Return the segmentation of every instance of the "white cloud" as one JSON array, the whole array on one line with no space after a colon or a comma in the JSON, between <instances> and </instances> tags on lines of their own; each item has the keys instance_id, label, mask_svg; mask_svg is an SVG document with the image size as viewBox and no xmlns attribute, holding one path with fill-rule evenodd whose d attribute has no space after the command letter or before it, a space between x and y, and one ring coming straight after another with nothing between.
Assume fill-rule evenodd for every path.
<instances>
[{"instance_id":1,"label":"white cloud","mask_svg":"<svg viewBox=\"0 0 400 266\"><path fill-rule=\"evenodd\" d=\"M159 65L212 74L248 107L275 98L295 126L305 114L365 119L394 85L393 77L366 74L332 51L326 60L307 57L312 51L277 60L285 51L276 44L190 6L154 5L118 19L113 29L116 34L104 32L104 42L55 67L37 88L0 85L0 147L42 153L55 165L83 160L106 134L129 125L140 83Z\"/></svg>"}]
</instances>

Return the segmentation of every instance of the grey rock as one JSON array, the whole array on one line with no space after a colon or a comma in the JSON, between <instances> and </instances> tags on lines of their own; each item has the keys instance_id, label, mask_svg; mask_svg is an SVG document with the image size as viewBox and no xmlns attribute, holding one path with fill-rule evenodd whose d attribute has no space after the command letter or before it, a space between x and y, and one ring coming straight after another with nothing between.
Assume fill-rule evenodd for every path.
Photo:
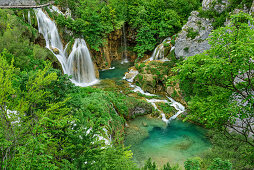
<instances>
[{"instance_id":1,"label":"grey rock","mask_svg":"<svg viewBox=\"0 0 254 170\"><path fill-rule=\"evenodd\" d=\"M175 54L177 58L181 56L193 56L204 52L210 48L207 38L213 30L211 21L198 17L197 11L192 11L188 22L183 26L182 31L178 34L175 43ZM198 35L194 38L188 38L188 29L197 31Z\"/></svg>"},{"instance_id":2,"label":"grey rock","mask_svg":"<svg viewBox=\"0 0 254 170\"><path fill-rule=\"evenodd\" d=\"M35 0L0 0L0 6L36 5Z\"/></svg>"},{"instance_id":3,"label":"grey rock","mask_svg":"<svg viewBox=\"0 0 254 170\"><path fill-rule=\"evenodd\" d=\"M215 9L217 12L221 13L225 10L226 6L229 4L228 0L222 0L221 3L216 2L217 0L203 0L202 9L209 10L211 8ZM213 3L216 3L213 6Z\"/></svg>"}]
</instances>

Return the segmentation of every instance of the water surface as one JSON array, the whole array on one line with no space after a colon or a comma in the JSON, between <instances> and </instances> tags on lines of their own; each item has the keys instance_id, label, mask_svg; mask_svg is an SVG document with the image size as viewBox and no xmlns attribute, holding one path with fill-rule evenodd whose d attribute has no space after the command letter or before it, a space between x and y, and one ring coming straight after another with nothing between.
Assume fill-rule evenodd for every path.
<instances>
[{"instance_id":1,"label":"water surface","mask_svg":"<svg viewBox=\"0 0 254 170\"><path fill-rule=\"evenodd\" d=\"M133 66L133 62L123 63L121 61L113 61L109 70L100 71L100 79L121 80L128 68Z\"/></svg>"},{"instance_id":2,"label":"water surface","mask_svg":"<svg viewBox=\"0 0 254 170\"><path fill-rule=\"evenodd\" d=\"M181 120L166 126L157 119L138 117L129 122L125 145L131 145L133 159L139 166L151 157L159 166L170 162L183 167L188 158L202 156L210 148L205 133L205 129Z\"/></svg>"}]
</instances>

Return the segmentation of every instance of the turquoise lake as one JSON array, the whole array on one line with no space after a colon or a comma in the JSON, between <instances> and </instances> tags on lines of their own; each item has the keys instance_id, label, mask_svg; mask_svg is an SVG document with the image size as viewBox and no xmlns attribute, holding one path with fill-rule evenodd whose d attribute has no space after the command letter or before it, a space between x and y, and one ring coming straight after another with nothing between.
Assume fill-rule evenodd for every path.
<instances>
[{"instance_id":1,"label":"turquoise lake","mask_svg":"<svg viewBox=\"0 0 254 170\"><path fill-rule=\"evenodd\" d=\"M211 144L202 127L181 120L165 125L159 119L138 117L129 122L125 145L131 146L133 159L142 166L149 157L159 166L169 162L183 167L188 158L202 156Z\"/></svg>"}]
</instances>

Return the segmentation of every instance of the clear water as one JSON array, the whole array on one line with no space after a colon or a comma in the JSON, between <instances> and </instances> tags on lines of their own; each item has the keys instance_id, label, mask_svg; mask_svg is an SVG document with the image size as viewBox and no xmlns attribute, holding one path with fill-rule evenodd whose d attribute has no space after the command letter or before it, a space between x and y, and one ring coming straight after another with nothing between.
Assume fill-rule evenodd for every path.
<instances>
[{"instance_id":1,"label":"clear water","mask_svg":"<svg viewBox=\"0 0 254 170\"><path fill-rule=\"evenodd\" d=\"M100 71L100 79L121 80L131 66L133 66L132 62L121 64L121 61L113 61L111 68L115 67L115 69Z\"/></svg>"},{"instance_id":2,"label":"clear water","mask_svg":"<svg viewBox=\"0 0 254 170\"><path fill-rule=\"evenodd\" d=\"M202 156L210 148L205 133L205 129L181 120L166 126L157 119L138 117L129 122L125 145L131 145L133 159L139 166L151 157L160 167L167 162L183 167L188 158Z\"/></svg>"}]
</instances>

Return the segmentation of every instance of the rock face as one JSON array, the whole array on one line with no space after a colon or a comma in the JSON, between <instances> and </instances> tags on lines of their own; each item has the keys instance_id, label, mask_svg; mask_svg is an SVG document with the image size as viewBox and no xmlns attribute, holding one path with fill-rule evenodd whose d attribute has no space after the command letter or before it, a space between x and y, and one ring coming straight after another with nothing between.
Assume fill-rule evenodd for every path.
<instances>
[{"instance_id":1,"label":"rock face","mask_svg":"<svg viewBox=\"0 0 254 170\"><path fill-rule=\"evenodd\" d=\"M36 5L34 0L0 0L0 6Z\"/></svg>"},{"instance_id":2,"label":"rock face","mask_svg":"<svg viewBox=\"0 0 254 170\"><path fill-rule=\"evenodd\" d=\"M210 48L207 38L213 30L211 21L198 17L197 11L192 11L188 22L178 34L175 43L175 54L181 56L193 56Z\"/></svg>"},{"instance_id":3,"label":"rock face","mask_svg":"<svg viewBox=\"0 0 254 170\"><path fill-rule=\"evenodd\" d=\"M213 8L217 12L221 13L225 10L228 4L228 0L222 0L221 3L218 3L216 0L203 0L202 9L209 10Z\"/></svg>"},{"instance_id":4,"label":"rock face","mask_svg":"<svg viewBox=\"0 0 254 170\"><path fill-rule=\"evenodd\" d=\"M169 61L148 61L137 64L135 67L139 74L134 82L138 83L145 92L156 93L166 90L166 81L172 74Z\"/></svg>"},{"instance_id":5,"label":"rock face","mask_svg":"<svg viewBox=\"0 0 254 170\"><path fill-rule=\"evenodd\" d=\"M129 33L129 30L126 34ZM123 30L115 30L108 34L106 43L99 51L91 50L92 55L94 56L94 61L99 69L106 69L111 67L111 61L113 60L122 60L123 57ZM128 37L126 37L127 39ZM129 47L129 40L127 39L127 46ZM129 60L134 61L137 58L137 55L131 51L126 52Z\"/></svg>"}]
</instances>

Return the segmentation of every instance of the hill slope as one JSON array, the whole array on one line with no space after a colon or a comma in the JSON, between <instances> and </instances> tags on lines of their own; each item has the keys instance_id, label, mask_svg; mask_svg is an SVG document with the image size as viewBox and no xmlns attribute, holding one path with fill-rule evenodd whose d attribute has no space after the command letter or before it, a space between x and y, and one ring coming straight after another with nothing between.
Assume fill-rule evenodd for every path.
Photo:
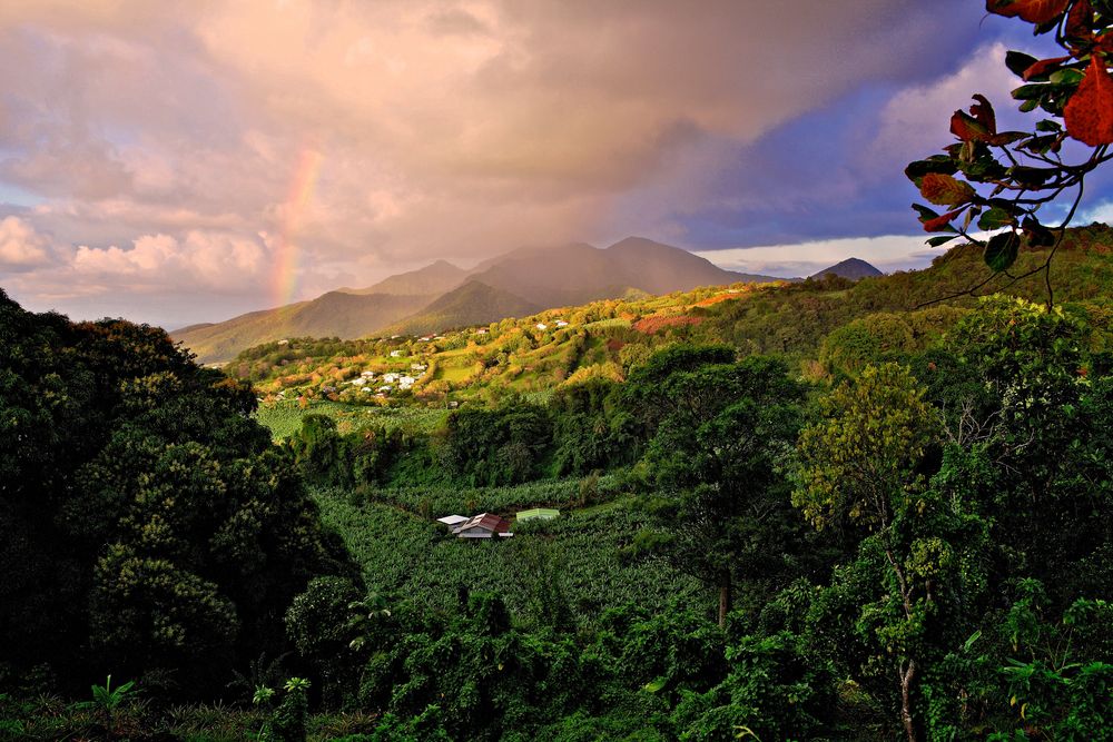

◆ PROBLEM TO SOLVE ◆
Pick out every line of the data that contains the word "lake" and copy each one.

◆ FINISHED ANSWER ◆
Return the segmentation of every instance of the turquoise lake as one JSON array, the whole array on one line with no space after a colon or a comma in the JSON, between <instances> and </instances> tags on lines of their own; each item has the keys instance_id, label, mask_svg; mask_svg is an SVG document with the image size as viewBox and no xmlns attribute, holding one path with fill-rule evenodd whose d attribute has no space after the command letter or before it, a space between x and y, and one ring coming straight after another with nothing between.
[{"instance_id":1,"label":"turquoise lake","mask_svg":"<svg viewBox=\"0 0 254 170\"><path fill-rule=\"evenodd\" d=\"M211 144L202 127L181 120L165 125L159 119L138 117L129 122L125 145L131 146L133 159L142 166L149 157L159 166L169 162L183 167L188 158L202 156Z\"/></svg>"}]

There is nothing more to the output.